DIRECTIONS FOR THIS TASK: Search the records for "striped". Report every line where it occurs.
- - - - -
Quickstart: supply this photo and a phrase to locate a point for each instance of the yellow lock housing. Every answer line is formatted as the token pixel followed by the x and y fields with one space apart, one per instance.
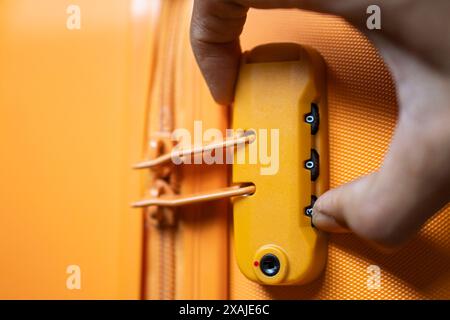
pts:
pixel 281 97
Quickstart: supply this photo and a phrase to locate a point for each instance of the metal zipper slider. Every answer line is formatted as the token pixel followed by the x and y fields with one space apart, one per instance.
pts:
pixel 247 137
pixel 181 200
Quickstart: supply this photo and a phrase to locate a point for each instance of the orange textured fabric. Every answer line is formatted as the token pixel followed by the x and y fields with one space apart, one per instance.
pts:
pixel 362 116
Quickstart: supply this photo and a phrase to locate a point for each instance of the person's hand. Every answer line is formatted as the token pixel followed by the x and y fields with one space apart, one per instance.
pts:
pixel 390 205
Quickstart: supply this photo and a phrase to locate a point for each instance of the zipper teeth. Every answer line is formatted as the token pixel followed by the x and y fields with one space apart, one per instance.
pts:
pixel 167 234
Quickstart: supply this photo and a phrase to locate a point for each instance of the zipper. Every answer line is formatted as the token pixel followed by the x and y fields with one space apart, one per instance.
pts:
pixel 161 225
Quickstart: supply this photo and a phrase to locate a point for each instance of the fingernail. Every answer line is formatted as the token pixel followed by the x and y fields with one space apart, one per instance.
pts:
pixel 326 223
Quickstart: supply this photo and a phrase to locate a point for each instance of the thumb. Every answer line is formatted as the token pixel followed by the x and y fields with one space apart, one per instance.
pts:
pixel 389 206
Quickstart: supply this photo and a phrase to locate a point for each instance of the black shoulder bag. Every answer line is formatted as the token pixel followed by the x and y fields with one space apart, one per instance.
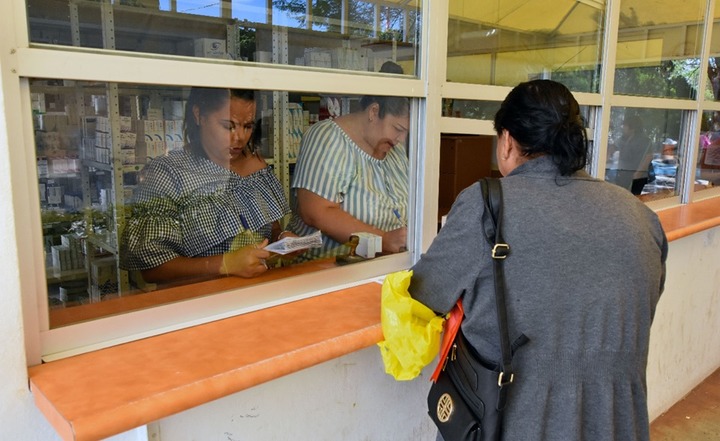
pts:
pixel 468 398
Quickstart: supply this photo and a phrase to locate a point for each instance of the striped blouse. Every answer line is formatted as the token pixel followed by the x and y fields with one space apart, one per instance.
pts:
pixel 189 206
pixel 372 190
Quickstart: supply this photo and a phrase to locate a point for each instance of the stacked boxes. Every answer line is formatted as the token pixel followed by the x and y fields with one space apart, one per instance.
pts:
pixel 69 254
pixel 103 278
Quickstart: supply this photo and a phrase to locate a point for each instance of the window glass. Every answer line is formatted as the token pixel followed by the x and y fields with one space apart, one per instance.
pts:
pixel 119 190
pixel 708 163
pixel 362 34
pixel 505 43
pixel 658 50
pixel 471 109
pixel 644 151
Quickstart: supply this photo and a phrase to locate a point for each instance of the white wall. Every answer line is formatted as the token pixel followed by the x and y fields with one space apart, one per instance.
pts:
pixel 685 338
pixel 346 399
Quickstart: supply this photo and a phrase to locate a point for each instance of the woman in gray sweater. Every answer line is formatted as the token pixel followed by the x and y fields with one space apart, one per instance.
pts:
pixel 584 275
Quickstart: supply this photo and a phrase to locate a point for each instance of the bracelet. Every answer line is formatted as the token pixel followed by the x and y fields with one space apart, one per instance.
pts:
pixel 223 267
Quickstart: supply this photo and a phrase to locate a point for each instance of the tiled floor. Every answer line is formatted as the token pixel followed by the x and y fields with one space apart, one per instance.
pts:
pixel 694 418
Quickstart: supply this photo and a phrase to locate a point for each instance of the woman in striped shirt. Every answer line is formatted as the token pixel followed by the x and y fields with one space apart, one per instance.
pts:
pixel 352 176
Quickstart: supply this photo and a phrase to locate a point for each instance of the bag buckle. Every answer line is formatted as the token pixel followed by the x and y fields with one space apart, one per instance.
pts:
pixel 501 250
pixel 501 381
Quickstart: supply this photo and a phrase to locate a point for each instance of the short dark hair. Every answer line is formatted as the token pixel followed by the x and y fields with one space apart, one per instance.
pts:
pixel 544 118
pixel 389 105
pixel 207 99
- - - - -
ANSWER:
Quickstart: supply this photo and a phrase to locate a point for each instance of the striped blouse. Every answer line is formatted as the token pixel followed by the x and y fields with one space apart, one per instance.
Quickstart: supply this photo and a phrase to locate a point for each instance of the woman in striped shirt. Every answer line is formatted as the token pixel followed by the x and y fields with one space apart, one per instance.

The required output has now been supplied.